Records from a collection:

_____

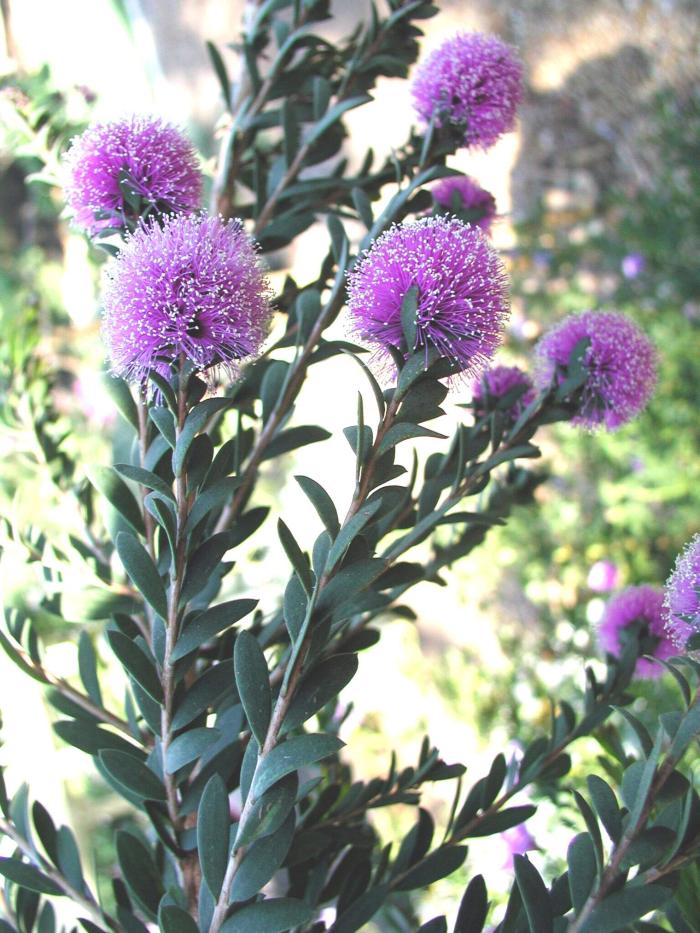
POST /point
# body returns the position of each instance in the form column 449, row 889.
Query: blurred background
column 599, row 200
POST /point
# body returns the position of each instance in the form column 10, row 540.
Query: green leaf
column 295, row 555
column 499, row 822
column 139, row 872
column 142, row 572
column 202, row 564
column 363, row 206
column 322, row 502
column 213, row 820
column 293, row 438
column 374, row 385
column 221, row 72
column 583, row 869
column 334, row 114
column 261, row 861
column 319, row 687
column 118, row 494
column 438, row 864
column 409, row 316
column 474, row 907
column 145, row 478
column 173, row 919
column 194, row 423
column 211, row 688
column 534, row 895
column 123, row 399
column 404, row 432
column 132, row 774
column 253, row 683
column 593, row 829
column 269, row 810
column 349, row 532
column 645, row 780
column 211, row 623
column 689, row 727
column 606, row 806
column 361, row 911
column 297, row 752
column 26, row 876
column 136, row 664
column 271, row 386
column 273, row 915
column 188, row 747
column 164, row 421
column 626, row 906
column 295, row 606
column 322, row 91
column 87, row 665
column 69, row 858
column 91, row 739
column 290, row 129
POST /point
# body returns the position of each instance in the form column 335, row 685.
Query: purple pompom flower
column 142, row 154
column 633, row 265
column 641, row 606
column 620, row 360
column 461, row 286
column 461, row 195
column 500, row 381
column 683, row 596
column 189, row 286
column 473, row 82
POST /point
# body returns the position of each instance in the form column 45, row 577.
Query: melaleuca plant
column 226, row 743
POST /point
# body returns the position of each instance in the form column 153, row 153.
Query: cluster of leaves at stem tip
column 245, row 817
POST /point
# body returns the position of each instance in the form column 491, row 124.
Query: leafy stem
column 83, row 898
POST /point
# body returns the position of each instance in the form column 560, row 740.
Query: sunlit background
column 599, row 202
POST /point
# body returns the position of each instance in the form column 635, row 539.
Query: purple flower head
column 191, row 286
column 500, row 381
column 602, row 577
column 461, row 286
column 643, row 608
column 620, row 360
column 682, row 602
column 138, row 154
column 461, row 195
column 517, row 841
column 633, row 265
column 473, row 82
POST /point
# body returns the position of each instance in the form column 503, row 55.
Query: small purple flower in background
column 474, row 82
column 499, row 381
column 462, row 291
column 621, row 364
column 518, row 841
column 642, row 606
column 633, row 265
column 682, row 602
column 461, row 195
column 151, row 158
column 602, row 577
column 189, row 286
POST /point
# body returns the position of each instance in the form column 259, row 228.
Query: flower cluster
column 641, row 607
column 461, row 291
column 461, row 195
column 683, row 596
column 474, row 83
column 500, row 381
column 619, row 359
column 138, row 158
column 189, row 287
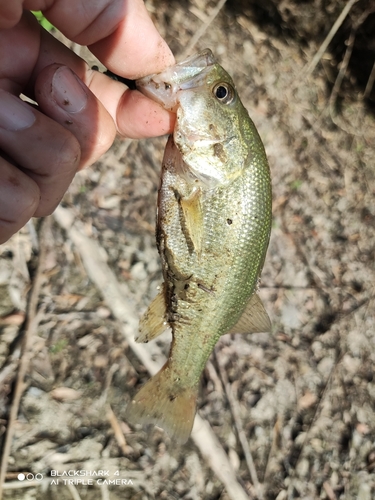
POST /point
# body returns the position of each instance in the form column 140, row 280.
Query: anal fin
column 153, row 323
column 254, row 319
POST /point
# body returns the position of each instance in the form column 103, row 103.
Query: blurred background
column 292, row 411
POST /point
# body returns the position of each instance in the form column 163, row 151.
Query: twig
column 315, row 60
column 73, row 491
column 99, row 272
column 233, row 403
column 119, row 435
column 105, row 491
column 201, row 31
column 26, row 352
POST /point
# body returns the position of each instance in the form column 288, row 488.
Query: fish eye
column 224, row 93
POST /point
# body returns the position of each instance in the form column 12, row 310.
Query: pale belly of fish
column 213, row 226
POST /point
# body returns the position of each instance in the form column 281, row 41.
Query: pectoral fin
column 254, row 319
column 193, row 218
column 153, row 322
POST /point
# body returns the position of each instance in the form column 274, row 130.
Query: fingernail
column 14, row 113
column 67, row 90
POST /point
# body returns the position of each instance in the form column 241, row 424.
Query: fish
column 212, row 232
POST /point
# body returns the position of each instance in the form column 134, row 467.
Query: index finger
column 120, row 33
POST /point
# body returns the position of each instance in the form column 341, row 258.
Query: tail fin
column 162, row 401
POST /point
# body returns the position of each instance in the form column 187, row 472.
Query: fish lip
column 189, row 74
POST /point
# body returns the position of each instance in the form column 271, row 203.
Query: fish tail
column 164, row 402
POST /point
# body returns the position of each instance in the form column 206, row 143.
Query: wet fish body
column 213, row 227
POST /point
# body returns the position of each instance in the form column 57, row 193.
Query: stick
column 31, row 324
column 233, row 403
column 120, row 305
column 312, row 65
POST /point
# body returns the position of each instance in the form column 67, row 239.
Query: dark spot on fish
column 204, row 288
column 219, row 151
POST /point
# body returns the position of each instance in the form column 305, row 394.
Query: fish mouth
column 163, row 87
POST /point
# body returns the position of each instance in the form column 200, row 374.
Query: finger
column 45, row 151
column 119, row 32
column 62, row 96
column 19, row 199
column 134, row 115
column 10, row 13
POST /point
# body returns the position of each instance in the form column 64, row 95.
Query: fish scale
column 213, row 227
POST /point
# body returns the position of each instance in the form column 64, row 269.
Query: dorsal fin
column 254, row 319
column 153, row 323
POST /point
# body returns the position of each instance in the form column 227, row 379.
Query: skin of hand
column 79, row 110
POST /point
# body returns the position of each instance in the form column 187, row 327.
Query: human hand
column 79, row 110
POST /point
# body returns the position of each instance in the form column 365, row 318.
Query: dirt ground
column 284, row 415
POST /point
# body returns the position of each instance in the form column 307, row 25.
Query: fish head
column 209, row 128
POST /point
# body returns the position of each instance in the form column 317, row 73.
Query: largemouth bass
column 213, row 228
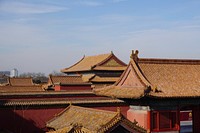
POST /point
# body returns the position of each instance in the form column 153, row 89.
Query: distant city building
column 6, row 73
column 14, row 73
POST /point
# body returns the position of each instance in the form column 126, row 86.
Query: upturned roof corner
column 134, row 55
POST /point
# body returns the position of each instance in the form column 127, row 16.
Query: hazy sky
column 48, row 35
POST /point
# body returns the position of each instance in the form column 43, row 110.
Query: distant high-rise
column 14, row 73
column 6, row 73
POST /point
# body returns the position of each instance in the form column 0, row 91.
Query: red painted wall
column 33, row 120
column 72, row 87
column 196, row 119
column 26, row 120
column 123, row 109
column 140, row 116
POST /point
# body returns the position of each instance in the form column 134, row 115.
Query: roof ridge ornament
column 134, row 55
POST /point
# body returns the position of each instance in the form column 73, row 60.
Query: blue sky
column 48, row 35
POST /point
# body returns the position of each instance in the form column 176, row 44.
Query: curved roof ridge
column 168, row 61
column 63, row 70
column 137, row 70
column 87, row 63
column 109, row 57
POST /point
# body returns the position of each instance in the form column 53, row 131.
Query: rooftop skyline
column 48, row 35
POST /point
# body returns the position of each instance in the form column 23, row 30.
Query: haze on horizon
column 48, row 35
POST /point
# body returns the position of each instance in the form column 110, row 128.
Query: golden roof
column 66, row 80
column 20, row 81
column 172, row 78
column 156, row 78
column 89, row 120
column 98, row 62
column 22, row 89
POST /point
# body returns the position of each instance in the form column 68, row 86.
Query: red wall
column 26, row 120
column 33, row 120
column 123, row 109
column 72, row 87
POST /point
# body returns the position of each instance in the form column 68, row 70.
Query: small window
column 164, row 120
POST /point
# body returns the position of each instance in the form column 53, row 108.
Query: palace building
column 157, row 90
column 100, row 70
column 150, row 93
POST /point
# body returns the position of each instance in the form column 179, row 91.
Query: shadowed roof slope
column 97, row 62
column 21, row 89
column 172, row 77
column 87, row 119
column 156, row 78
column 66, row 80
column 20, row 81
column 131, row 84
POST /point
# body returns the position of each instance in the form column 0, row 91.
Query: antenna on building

_____

- What to produce -
Drop every picture and repeat the rest of the entries exactly.

- Exercise solution -
POST /point
# body returns the position of each instance in the form column 449, row 889.
Query: blurred background
column 599, row 200
POST /point
# body returns the position of each instance in the form column 10, row 540.
Query: green leaf
column 295, row 555
column 499, row 822
column 139, row 872
column 142, row 572
column 202, row 564
column 363, row 206
column 322, row 502
column 213, row 820
column 293, row 438
column 374, row 385
column 221, row 72
column 583, row 869
column 334, row 114
column 261, row 861
column 319, row 687
column 118, row 494
column 438, row 864
column 409, row 316
column 474, row 907
column 145, row 478
column 173, row 919
column 194, row 423
column 211, row 688
column 534, row 895
column 123, row 399
column 404, row 432
column 132, row 774
column 253, row 683
column 593, row 829
column 269, row 810
column 349, row 532
column 645, row 780
column 211, row 623
column 689, row 727
column 606, row 806
column 361, row 911
column 297, row 752
column 26, row 876
column 136, row 664
column 271, row 386
column 273, row 915
column 188, row 747
column 164, row 421
column 626, row 906
column 295, row 606
column 322, row 91
column 87, row 665
column 69, row 858
column 91, row 739
column 290, row 129
POST /point
# body returns the position of each instance in the form column 335, row 685.
Query: purple pompom flower
column 142, row 154
column 633, row 265
column 641, row 606
column 620, row 360
column 461, row 286
column 461, row 195
column 500, row 381
column 683, row 596
column 189, row 286
column 473, row 82
POST /point
# body returns the position of each instance in the form column 45, row 577.
Query: melaleuca plant
column 226, row 743
POST /point
# body returns the position of each instance in the form column 153, row 153.
Query: cluster of leaves at stem tip
column 245, row 817
POST /point
# body returns the position of each instance in the form column 491, row 124.
Query: leafy stem
column 83, row 898
POST /point
# body returns the position of each instance in the form column 560, row 740.
Query: sunlit background
column 599, row 202
POST /point
# body returns the position of each instance in the form column 635, row 539.
Query: purple flower head
column 191, row 286
column 500, row 381
column 602, row 577
column 461, row 286
column 643, row 608
column 620, row 360
column 682, row 602
column 138, row 154
column 461, row 195
column 517, row 841
column 633, row 265
column 473, row 82
POST /point
# body returns the position of each instance in the form column 503, row 55.
Query: small purple flower in background
column 474, row 82
column 499, row 381
column 462, row 291
column 621, row 364
column 518, row 841
column 642, row 606
column 633, row 265
column 682, row 602
column 461, row 195
column 151, row 158
column 602, row 577
column 189, row 286
POST /point
# body returns the position of each instance in the form column 259, row 228.
Query: flower cluster
column 641, row 607
column 461, row 291
column 461, row 195
column 683, row 596
column 474, row 83
column 500, row 381
column 619, row 359
column 138, row 158
column 189, row 287
POST /point
# body returns the position of each instance in the form column 140, row 280.
Query: anal fin
column 153, row 323
column 254, row 319
POST /point
# body returns the position of each instance in the form column 103, row 103.
Query: blurred background
column 292, row 411
POST /point
# body returns the position of each instance in the form column 163, row 151.
Query: twig
column 315, row 60
column 73, row 491
column 99, row 272
column 233, row 403
column 119, row 435
column 105, row 491
column 201, row 31
column 26, row 352
POST /point
# body returns the position of each instance in the form column 288, row 488.
Query: fish eye
column 224, row 93
POST /point
# body returns the position of each instance in the form column 12, row 310.
Query: pale belly of fish
column 213, row 226
POST /point
# body returns the position of each instance in the form column 281, row 41.
Query: pectoral fin
column 254, row 319
column 193, row 218
column 153, row 322
POST /point
# body returns the position of each instance in the form column 274, row 130.
Query: fingernail
column 14, row 113
column 67, row 90
POST /point
# body returns the position of each instance in the form column 241, row 424.
Query: fish
column 212, row 232
POST /point
# body returns the position of each instance in the form column 134, row 467.
Query: index finger
column 120, row 33
POST /point
# body returns the position of each instance in the form column 341, row 258.
Query: tail fin
column 162, row 401
POST /point
# body returns the position of each instance in the form column 187, row 472.
Query: fish lip
column 189, row 74
POST /point
# body returns the position of each instance in the form column 271, row 203.
Query: fish tail
column 164, row 402
POST /point
# body returns the position of each instance in the form column 206, row 143.
Query: wet fish body
column 213, row 227
POST /point
# body returns the position of each instance in the form column 57, row 193.
Query: stick
column 31, row 324
column 233, row 403
column 120, row 305
column 312, row 65
POST /point
# body returns the position of each instance in the form column 67, row 239.
Query: dark spot on fish
column 204, row 288
column 219, row 151
POST /point
# body returns the position of each instance in the form column 305, row 394.
Query: fish mouth
column 163, row 87
POST /point
# body returns the position of each instance in the form column 200, row 374.
Query: finger
column 45, row 151
column 119, row 32
column 62, row 96
column 19, row 199
column 134, row 115
column 10, row 13
POST /point
# body returns the position of each instance in the form column 64, row 95.
Query: fish scale
column 213, row 227
POST /point
# body returns the position of each instance in the form column 64, row 269.
Query: dorsal fin
column 254, row 319
column 153, row 323
POST /point
# body returns the position of each instance in the form column 227, row 379.
Query: skin of hand
column 79, row 110
POST /point
# body returns the position of each instance in the form column 187, row 327.
Query: human hand
column 79, row 110
POST /point
# body returns the position of each instance in the form column 365, row 318.
Query: dirt ground
column 284, row 415
POST /point
# body returns the position of each instance in the form column 307, row 25.
Query: fish head
column 209, row 128
POST /point
# body returns the position of each instance in the form column 317, row 73.
Query: largemouth bass
column 213, row 228
POST /point
# body returns the position of each instance in the form column 153, row 89.
Query: distant city building
column 6, row 73
column 14, row 73
POST /point
# body returns the position of each instance in the form column 126, row 86.
Query: upturned roof corner
column 134, row 55
POST /point
# body returns the position of each instance in the form column 127, row 16.
Query: hazy sky
column 48, row 35
POST /point
# body returns the position of each instance in the form column 43, row 110.
Query: distant high-rise
column 14, row 73
column 6, row 73
POST /point
# body returns the position of each instance in the form column 0, row 91.
Query: red painted wall
column 33, row 120
column 72, row 87
column 196, row 119
column 26, row 120
column 123, row 109
column 140, row 116
POST /point
# body returns the position of each instance in the form column 134, row 115.
Query: roof ridge ornament
column 134, row 55
POST /point
# body returns the position of each instance in the form column 73, row 60.
Query: blue sky
column 48, row 35
POST /point
# body returns the position of each instance in the form column 176, row 44.
Query: curved roof ridge
column 168, row 61
column 63, row 70
column 137, row 70
column 87, row 63
column 109, row 57
POST /point
# body returns the position of each instance in the form column 53, row 131.
Query: rooftop skyline
column 48, row 35
POST /point
# body returns the position of each instance in the form column 23, row 30.
Query: haze on horizon
column 48, row 35
POST /point
# body returns the position of each instance in the form column 110, row 128.
Query: golden roof
column 66, row 80
column 20, row 81
column 172, row 78
column 156, row 78
column 89, row 120
column 98, row 62
column 22, row 89
POST /point
# body returns the position of each instance in the form column 68, row 86.
Query: red wall
column 26, row 120
column 33, row 120
column 123, row 109
column 72, row 87
POST /point
# body returns the position of each instance in the form column 68, row 70.
Query: small window
column 164, row 120
POST /point
# body returns the position of each instance in the form column 53, row 108.
Query: palace building
column 157, row 90
column 100, row 70
column 150, row 93
POST /point
# body returns the position of each instance in the form column 179, row 91.
Query: shadowed roof slope
column 97, row 62
column 21, row 89
column 172, row 77
column 87, row 119
column 156, row 78
column 66, row 80
column 20, row 81
column 131, row 84
POST /point
# body returns the position of each instance in the form column 0, row 91.
Query: antenna on building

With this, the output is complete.